* [What to work on]: Can you render the records below as a JSON list of strings, one string per line, going from the start of the records through the line that contains "0, 274, 194, 545", both ends included? Skip blank lines, and leave out every line after that one.

==== Task inputs

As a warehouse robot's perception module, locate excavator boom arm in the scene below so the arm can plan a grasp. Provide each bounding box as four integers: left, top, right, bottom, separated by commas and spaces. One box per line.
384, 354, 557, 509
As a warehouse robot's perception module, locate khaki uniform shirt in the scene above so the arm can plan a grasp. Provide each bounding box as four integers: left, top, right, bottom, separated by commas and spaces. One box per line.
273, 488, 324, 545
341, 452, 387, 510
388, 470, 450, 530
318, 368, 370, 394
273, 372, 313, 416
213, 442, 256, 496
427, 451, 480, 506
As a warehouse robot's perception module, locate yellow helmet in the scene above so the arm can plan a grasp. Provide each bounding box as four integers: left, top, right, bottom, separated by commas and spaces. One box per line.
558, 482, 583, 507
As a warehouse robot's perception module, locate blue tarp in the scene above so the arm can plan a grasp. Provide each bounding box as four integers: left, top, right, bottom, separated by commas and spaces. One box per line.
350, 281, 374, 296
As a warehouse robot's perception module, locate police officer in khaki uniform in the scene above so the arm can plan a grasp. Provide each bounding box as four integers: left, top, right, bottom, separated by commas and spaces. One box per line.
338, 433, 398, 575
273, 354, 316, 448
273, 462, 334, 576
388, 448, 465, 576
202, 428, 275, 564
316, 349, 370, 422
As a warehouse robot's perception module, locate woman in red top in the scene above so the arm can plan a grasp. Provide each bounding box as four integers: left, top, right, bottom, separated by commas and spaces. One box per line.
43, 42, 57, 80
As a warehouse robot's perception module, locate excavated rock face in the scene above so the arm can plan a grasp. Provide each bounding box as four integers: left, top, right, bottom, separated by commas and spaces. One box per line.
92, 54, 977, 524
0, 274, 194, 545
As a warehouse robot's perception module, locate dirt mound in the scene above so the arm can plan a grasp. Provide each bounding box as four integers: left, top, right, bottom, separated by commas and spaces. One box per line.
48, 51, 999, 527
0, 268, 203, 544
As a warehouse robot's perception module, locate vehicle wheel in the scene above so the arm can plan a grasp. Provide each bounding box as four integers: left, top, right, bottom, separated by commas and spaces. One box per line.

========

* [Answer to this problem]:
[
  "As a warehouse robot's perception module, locate excavator boom arm in the scene below so the arm can plan a grasp. Provide each bounding box as four integers: left, top, right, bottom, separated by commas and spaces. One box per line.",
  "384, 354, 557, 509",
  "As a warehouse robot's perception module, locate khaki uniform shirt in the scene above so the arm can plan a grasp. Provide each bounding box as four integers: left, top, right, bottom, separated by commas and spaces. One box per line.",
  "273, 488, 324, 545",
  "341, 452, 387, 510",
  "388, 470, 450, 530",
  "318, 368, 370, 394",
  "273, 372, 313, 416",
  "213, 442, 256, 496",
  "427, 451, 480, 506",
  "As a warehouse robot's perception module, locate yellow helmet in the scene above so the arm can plan a grasp. Provide each bounding box as four integers: left, top, right, bottom, separated by commas and spaces. One box per line.",
  "558, 482, 583, 507",
  "As a warehouse robot's perception module, locate blue tarp in the scene above so the arm can plan a grasp. Provide each bounding box as four integers: left, top, right, bottom, separated by commas and spaces. One box per line.",
  "350, 281, 374, 296",
  "As a warehouse robot's perception module, locate police officer in khaki uniform in the scene above so the arm can plan a grasp. Provide each bounding box as four integers: left, top, right, bottom, separated by commas and spaces. One box per line.",
  "338, 433, 398, 575",
  "273, 354, 316, 448",
  "273, 462, 334, 576",
  "388, 448, 465, 576",
  "202, 428, 275, 564",
  "316, 349, 370, 422",
  "As a warehouse robot's perception module, locate woman in red top in the scene above so the arm can plan a grasp. Provide each bounding box as four integers: left, top, right, bottom, separated by commas and spaces. One box per line.",
  "43, 42, 57, 80",
  "As a warehouse robot's perception module, locate excavated rock face in the scene above so the arm can plan a grasp. Provide each bounding box as four integers: left, top, right, bottom, separated by commas and spaces. One box per line.",
  "92, 54, 977, 524",
  "0, 274, 194, 545"
]